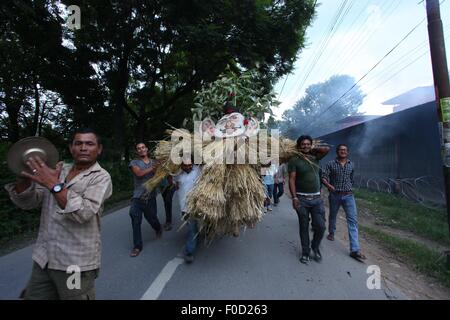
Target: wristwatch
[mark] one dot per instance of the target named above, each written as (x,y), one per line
(57,188)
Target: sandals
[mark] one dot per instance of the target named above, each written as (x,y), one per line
(358,256)
(135,252)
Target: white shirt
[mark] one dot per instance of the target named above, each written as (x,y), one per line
(186,182)
(282,171)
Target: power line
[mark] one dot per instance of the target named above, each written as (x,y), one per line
(327,36)
(390,9)
(365,75)
(403,68)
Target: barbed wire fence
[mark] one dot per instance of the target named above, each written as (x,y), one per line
(427,191)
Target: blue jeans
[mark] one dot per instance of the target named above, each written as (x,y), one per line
(269,194)
(148,208)
(278,191)
(349,205)
(316,209)
(192,236)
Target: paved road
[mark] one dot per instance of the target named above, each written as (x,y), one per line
(260,264)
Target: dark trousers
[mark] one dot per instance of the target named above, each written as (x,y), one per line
(48,284)
(316,209)
(149,209)
(278,191)
(167,195)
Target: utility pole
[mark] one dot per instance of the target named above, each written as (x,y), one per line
(442,90)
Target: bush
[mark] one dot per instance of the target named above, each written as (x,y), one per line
(15,222)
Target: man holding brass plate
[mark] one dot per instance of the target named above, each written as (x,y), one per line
(66,256)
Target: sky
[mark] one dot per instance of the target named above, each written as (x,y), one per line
(364,32)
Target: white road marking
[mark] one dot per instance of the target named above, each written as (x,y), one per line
(161,280)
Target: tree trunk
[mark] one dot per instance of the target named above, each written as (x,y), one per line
(13,129)
(120,105)
(37,103)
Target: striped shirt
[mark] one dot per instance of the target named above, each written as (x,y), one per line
(339,176)
(69,236)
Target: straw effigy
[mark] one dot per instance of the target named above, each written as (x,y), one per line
(226,197)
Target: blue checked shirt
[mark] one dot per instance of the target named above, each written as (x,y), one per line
(340,177)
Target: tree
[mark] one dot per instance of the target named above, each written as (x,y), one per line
(317,112)
(36,69)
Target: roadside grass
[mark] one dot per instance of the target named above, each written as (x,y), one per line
(400,213)
(422,259)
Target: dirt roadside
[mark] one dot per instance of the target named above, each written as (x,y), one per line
(416,286)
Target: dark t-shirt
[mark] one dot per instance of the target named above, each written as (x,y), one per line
(138,181)
(307,179)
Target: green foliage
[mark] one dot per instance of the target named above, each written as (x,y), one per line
(312,114)
(14,222)
(135,65)
(400,213)
(245,91)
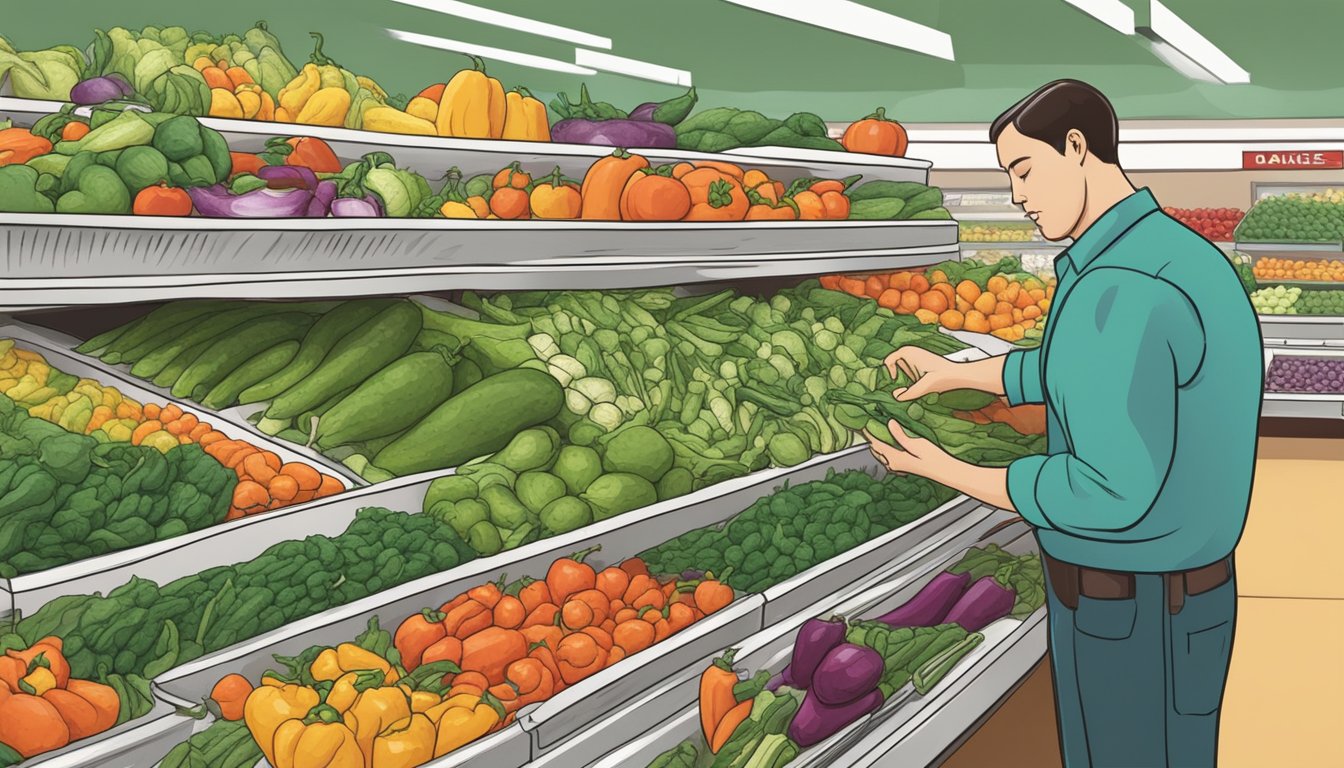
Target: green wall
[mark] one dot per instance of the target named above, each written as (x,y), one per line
(743,58)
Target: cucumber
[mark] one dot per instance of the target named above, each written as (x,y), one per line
(389,401)
(480,420)
(325,332)
(875,190)
(354,358)
(157,327)
(879,209)
(245,375)
(925,201)
(238,346)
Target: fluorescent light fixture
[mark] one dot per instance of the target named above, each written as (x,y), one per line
(1114,14)
(1167,27)
(510,22)
(491,53)
(850,18)
(632,67)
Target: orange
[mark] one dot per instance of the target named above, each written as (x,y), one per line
(952,320)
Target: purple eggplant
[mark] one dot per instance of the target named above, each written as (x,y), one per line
(816,721)
(100,89)
(264,203)
(815,640)
(985,603)
(846,674)
(628,133)
(932,604)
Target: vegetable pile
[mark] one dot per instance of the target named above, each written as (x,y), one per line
(796,527)
(968,295)
(842,671)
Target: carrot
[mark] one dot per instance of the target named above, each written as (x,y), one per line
(729,724)
(680,616)
(613,581)
(711,596)
(249,496)
(534,595)
(145,429)
(492,650)
(633,636)
(282,488)
(717,694)
(575,615)
(570,574)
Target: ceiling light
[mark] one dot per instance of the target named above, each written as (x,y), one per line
(1167,27)
(491,53)
(850,18)
(632,67)
(1114,14)
(510,22)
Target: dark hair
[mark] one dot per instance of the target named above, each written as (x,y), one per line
(1054,109)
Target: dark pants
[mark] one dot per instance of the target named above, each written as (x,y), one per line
(1137,686)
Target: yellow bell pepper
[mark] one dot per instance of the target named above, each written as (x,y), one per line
(524,117)
(372,712)
(472,105)
(460,724)
(405,744)
(320,740)
(272,705)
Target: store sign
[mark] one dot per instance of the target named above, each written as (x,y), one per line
(1321,160)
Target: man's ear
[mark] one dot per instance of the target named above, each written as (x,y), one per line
(1075,145)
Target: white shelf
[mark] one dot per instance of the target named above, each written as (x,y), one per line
(69,260)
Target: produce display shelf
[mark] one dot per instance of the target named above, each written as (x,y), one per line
(67,260)
(668,714)
(578,706)
(433,155)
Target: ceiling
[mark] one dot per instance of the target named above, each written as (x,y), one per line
(745,58)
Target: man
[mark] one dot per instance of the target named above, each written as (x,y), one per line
(1151,371)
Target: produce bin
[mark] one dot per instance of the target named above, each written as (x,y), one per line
(143,741)
(668,714)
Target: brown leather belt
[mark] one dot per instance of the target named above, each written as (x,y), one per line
(1070,581)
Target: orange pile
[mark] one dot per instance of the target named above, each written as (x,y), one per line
(1319,269)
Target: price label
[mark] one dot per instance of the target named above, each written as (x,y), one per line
(1293,160)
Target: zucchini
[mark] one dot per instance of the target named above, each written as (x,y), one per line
(389,401)
(354,358)
(238,346)
(245,375)
(480,420)
(325,332)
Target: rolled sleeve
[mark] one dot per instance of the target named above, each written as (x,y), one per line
(1118,371)
(1022,377)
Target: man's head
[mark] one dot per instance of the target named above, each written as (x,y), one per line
(1048,143)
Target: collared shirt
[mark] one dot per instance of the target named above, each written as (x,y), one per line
(1152,370)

═══

■ THE REQUEST: Give the data above again in full and unchanged, skipping the pictures.

■ TASK RESULT:
Target: wristwatch
[mark] one dot per instance of the target named above, each written as (x,y), one per line
(57,188)
Target: sandals
[mark] one dot per instance of the target named above, each written as (x,y), one per line
(358,256)
(135,252)
Target: white shirt
[mark] one dot per instance of the target named above, each written as (x,y), one per line
(186,182)
(282,171)
Target: power line
[mark] one dot per instance of the target named above, each written as (x,y), one per line
(327,36)
(390,9)
(365,75)
(403,68)
Target: barbed wire fence
[mark] one dot per instance of the target named above, each written as (x,y), one per line
(427,191)
Target: blue jeans
[mark] one dot per instance of the target named above, each written as (x,y), one per line
(269,194)
(148,208)
(278,191)
(349,205)
(316,209)
(192,236)
Target: paved road
[mark] one dot per instance of the target named above, each written as (x,y), one per line
(260,264)
Target: dark trousers
[mark] one dot per instance of the target named above, each written as (x,y), one per line
(48,284)
(316,209)
(149,209)
(278,191)
(167,195)
Target: utility pole
[mark] one dot per instance of the target named above, each written as (x,y), one per line
(442,90)
Target: bush
[mark] one dot per instance of the target named above, each written as (x,y), one per line
(15,222)
Target: man holding brass plate
[mark] one dot per instance of the target named above, each written as (x,y), one per line
(66,256)
Target: sky
[mark] one dot per instance of the target named above, each written as (x,y), one per line
(364,32)
Target: white road marking
[mark] one dot per instance of the target named above, each written as (x,y), one per line
(161,280)
Target: tree trunk
[mark] one dot per instance of the target named above, each written as (x,y), one per line
(13,129)
(120,105)
(37,103)
Target: striped shirt
[mark] one dot per instance of the target named above, each written as (x,y), one per line
(339,176)
(69,236)
Target: straw effigy
[mark] one dot per instance of the target named above, each written as (x,y), one per line
(226,197)
Target: blue checked shirt
[mark] one dot per instance of the target named above, each written as (x,y), one per line
(340,177)
Target: tree
[mark] one dot per instance of the target named above, each written as (x,y), one per line
(317,112)
(36,69)
Target: roadside grass
[mark] one dot per instance of the target named above, each written as (x,y), one per line
(400,213)
(422,259)
Target: dirt roadside
[mark] one dot per instance of the target named above, each written as (x,y), one per line
(416,286)
Target: dark t-shirt
[mark] one dot per instance of the target named above, each written as (x,y), one per line
(138,181)
(307,179)
Target: green foliage
[mark] one dot per instance of the target named above, each written as (x,y), one per line
(312,114)
(14,222)
(135,65)
(400,213)
(245,91)
Target: green wall
[mark] one dot per instance of the target named above, each written as (x,y), one per line
(743,58)
Target: cucumber
[mark] one dot per instance of the target named above, each written as (x,y), one per line
(389,401)
(480,420)
(325,332)
(875,190)
(354,358)
(157,327)
(879,209)
(245,375)
(925,201)
(238,346)
Target: fluorescent light fixture
[mark] one dot per instance of the target named above, each written as (x,y), one per line
(1114,14)
(1167,27)
(510,22)
(491,53)
(850,18)
(632,67)
Target: orange
[mark] one dot per instance of the target named above, each written as (x,y), one per line
(952,320)
Target: purple eggplant
[mark] one dot per instance of the target named above, each written as (x,y), one per line
(816,721)
(100,89)
(264,203)
(815,640)
(985,603)
(846,674)
(628,133)
(932,604)
Target: vegetable pile
[mark] one dot per instance of the target named above, each written as (x,y), one per line
(796,527)
(968,295)
(842,671)
Target: carrot
[mark] one dot per instance of the target named above, each written as (x,y), one per line
(729,724)
(680,616)
(613,581)
(711,596)
(249,496)
(534,595)
(145,429)
(492,650)
(633,636)
(282,488)
(717,694)
(575,615)
(570,574)
Target: ceiling light
[mark] one dot per instance of the target named above, each written as (x,y), one per line
(1167,27)
(491,53)
(850,18)
(632,67)
(1114,14)
(510,22)
Target: dark hair
[mark] one dot per instance of the target named above, each written as (x,y), one per line
(1054,109)
Target: dark pants
[mark] one dot per instance of the target named above, each written as (x,y), one per line
(1137,686)
Target: yellow bell pepper
[mark] one dot per instance of the target named above, each written as (x,y), one per line
(524,117)
(372,712)
(472,105)
(460,724)
(405,744)
(320,740)
(272,705)
Target: store sign
[mark] one dot per instance of the target named above, each written as (x,y), one per line
(1321,160)
Target: man's ear
[mark] one dot per instance of the target named above, each written as (x,y), one per line
(1075,145)
Target: white shelf
[mark] one dot per instance of the target named above, each written as (x,y), one per line
(69,260)
Target: produce display shelf
[mark] one dot per instance of the target named above, each written as (x,y), one per line
(67,260)
(668,714)
(578,706)
(433,155)
Target: ceiling
[mark] one dot per instance of the target named above, each written as (x,y), one per line
(745,58)
Target: man
[mark] one dot per instance of the target named above, each written as (x,y), one per line
(1151,371)
Target: produce bin
[mark] one dot per instance of the target named above, each written as (x,y), one per line
(143,741)
(668,714)
Target: brown leather belt
[mark] one dot per instance of the target named above, each written as (x,y), one per line
(1070,581)
Target: orange pile
[mark] one dot per instance of the target named above, each written as (x,y), one per line
(1319,269)
Target: price label
[mark] one dot per instance of the target named above, each written as (x,y), one per line
(1293,160)
Target: zucchini
[mark] one dot per instance of the target named above, each written as (x,y), one per line
(389,401)
(354,358)
(238,346)
(245,375)
(480,420)
(325,332)
Target: rolled sleeve
[mark] one dot per instance of the target named above, each written as (x,y), one per line
(1118,371)
(1022,377)
Target: man's head
[mark] one dot per instance of the target named above, each written as (x,y), one per line
(1048,143)
Target: collared shirt
[mark] one dot per instance of the target named above, each written as (x,y), one per line
(1152,370)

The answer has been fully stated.